## Start Data entries

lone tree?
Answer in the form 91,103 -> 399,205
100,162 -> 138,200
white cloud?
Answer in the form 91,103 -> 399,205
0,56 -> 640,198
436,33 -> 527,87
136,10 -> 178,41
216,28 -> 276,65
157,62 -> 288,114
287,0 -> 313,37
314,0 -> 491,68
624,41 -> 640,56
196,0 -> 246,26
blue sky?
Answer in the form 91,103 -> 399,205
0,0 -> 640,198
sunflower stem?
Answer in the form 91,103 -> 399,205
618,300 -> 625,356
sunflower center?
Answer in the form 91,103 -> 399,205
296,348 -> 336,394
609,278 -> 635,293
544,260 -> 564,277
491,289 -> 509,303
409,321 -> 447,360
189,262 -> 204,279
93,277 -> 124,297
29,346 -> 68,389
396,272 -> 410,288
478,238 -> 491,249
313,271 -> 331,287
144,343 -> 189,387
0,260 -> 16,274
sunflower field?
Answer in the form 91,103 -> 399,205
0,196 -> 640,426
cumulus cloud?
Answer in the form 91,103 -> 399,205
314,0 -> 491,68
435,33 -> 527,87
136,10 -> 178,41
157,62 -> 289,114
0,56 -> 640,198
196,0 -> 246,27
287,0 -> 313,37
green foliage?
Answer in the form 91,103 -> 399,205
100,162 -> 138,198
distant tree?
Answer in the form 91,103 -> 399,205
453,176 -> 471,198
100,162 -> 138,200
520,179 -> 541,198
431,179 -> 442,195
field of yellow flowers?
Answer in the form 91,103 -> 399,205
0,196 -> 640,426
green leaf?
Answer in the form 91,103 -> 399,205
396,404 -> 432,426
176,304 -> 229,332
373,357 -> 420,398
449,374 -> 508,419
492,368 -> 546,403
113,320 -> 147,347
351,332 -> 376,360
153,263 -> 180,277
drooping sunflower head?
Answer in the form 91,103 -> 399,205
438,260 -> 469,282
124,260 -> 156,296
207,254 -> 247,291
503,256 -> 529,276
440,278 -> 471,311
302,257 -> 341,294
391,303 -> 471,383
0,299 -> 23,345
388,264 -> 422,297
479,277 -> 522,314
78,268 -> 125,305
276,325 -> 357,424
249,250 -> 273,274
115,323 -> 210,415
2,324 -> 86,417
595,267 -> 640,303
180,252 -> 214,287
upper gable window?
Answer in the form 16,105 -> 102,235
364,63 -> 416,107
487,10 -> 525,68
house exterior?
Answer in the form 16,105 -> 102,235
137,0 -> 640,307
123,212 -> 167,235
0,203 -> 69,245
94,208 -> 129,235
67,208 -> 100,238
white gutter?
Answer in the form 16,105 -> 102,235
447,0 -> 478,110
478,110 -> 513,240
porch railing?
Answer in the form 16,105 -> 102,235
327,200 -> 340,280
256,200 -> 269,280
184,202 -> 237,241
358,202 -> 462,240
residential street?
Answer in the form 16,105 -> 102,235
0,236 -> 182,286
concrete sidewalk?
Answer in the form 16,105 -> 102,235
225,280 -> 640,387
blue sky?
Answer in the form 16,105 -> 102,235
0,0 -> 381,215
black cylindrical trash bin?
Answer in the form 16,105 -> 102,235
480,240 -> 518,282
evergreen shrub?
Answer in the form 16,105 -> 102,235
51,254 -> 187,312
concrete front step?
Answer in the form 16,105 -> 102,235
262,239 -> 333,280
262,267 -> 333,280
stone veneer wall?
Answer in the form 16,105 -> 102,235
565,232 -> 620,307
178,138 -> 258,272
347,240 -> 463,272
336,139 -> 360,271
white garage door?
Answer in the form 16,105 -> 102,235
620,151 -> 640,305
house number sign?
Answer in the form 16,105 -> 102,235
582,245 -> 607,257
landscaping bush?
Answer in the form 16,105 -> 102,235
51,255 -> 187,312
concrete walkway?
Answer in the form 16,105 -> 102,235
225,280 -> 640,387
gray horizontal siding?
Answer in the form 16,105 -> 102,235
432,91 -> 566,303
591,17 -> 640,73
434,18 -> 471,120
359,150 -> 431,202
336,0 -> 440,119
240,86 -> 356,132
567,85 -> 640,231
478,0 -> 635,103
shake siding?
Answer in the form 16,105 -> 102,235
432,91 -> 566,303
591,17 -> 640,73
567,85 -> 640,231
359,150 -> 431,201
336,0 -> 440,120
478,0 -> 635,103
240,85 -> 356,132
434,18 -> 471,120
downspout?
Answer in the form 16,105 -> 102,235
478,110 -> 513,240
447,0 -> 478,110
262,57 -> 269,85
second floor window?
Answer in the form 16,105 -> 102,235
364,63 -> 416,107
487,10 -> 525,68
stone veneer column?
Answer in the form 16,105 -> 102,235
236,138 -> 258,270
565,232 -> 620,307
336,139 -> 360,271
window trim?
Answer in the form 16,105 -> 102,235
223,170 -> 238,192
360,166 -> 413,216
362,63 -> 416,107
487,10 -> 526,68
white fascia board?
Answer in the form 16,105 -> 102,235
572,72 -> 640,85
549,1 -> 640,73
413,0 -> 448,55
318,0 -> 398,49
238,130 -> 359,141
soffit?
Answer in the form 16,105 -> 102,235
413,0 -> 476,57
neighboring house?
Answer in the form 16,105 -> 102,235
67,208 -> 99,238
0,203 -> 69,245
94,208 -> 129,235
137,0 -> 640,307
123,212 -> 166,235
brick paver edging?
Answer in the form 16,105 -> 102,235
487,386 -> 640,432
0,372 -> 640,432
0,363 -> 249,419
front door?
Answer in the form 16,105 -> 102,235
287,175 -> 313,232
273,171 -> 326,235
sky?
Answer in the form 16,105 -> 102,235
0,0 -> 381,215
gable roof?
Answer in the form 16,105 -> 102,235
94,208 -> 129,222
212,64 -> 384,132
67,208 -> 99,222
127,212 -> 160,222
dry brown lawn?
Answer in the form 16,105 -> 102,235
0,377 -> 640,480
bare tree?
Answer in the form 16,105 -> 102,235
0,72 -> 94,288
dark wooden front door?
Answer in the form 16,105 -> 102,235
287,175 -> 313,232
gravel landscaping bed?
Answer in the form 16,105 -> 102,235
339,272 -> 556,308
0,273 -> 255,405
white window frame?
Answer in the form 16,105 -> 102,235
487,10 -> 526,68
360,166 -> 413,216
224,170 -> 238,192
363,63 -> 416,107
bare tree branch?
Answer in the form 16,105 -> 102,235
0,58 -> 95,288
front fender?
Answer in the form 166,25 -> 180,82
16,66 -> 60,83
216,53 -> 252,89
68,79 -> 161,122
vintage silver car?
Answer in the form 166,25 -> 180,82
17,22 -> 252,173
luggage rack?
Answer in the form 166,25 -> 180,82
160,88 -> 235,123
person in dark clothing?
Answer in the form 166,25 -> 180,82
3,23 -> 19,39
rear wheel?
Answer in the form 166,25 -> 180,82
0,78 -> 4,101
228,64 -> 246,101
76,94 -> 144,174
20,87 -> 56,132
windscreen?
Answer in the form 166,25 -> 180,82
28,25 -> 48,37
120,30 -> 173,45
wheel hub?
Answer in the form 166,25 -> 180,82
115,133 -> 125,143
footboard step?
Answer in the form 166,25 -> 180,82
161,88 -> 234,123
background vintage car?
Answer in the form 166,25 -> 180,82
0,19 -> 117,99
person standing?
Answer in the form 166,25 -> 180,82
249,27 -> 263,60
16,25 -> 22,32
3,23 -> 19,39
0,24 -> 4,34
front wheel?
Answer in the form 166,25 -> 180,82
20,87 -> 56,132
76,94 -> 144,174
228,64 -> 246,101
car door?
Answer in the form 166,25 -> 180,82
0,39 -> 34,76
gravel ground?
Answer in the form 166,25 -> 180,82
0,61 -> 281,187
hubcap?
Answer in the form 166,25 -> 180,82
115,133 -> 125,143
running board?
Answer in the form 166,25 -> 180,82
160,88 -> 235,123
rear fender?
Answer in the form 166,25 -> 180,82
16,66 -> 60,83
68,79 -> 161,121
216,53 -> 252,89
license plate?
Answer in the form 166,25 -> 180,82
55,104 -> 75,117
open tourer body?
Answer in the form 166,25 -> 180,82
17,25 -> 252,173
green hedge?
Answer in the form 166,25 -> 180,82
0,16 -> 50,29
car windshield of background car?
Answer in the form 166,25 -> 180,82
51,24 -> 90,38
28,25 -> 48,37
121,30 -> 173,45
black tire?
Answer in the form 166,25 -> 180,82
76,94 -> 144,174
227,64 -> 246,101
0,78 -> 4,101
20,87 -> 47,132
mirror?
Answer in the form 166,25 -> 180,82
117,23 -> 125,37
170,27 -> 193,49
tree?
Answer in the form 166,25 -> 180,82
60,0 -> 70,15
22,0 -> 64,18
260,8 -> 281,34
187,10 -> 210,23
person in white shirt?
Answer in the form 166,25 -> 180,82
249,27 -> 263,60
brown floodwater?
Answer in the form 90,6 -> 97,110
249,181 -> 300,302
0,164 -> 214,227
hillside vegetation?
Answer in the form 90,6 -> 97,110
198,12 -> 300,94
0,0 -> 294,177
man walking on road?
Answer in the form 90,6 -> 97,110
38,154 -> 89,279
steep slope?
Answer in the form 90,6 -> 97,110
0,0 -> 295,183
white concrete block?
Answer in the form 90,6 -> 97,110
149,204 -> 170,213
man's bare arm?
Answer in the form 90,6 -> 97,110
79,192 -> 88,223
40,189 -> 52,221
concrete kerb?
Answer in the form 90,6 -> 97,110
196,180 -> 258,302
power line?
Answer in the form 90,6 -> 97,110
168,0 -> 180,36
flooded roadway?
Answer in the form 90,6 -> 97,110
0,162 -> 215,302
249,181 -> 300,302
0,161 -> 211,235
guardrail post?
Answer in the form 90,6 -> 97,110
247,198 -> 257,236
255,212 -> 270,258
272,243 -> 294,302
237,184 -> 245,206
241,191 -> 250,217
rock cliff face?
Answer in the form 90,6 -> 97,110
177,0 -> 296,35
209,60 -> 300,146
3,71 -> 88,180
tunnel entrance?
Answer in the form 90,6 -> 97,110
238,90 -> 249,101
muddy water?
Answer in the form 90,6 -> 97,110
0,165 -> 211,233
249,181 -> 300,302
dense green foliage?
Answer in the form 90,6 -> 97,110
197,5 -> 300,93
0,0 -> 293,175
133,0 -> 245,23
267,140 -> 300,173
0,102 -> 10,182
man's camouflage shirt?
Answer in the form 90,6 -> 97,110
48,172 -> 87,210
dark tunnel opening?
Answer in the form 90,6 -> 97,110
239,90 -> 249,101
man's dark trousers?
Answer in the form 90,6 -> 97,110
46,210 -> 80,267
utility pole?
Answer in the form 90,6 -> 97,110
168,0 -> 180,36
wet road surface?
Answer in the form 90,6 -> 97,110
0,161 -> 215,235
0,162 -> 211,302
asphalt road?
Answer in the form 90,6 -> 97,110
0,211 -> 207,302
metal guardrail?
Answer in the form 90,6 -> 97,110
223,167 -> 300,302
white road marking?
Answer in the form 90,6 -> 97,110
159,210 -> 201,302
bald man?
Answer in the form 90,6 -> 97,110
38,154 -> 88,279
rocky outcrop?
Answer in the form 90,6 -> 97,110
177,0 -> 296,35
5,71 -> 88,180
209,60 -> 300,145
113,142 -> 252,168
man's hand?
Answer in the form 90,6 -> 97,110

## End Data entries

**Task prompt**
Count the lines in the rows above that contain the word "black". Reply with the number only.

**Finished exercise**
2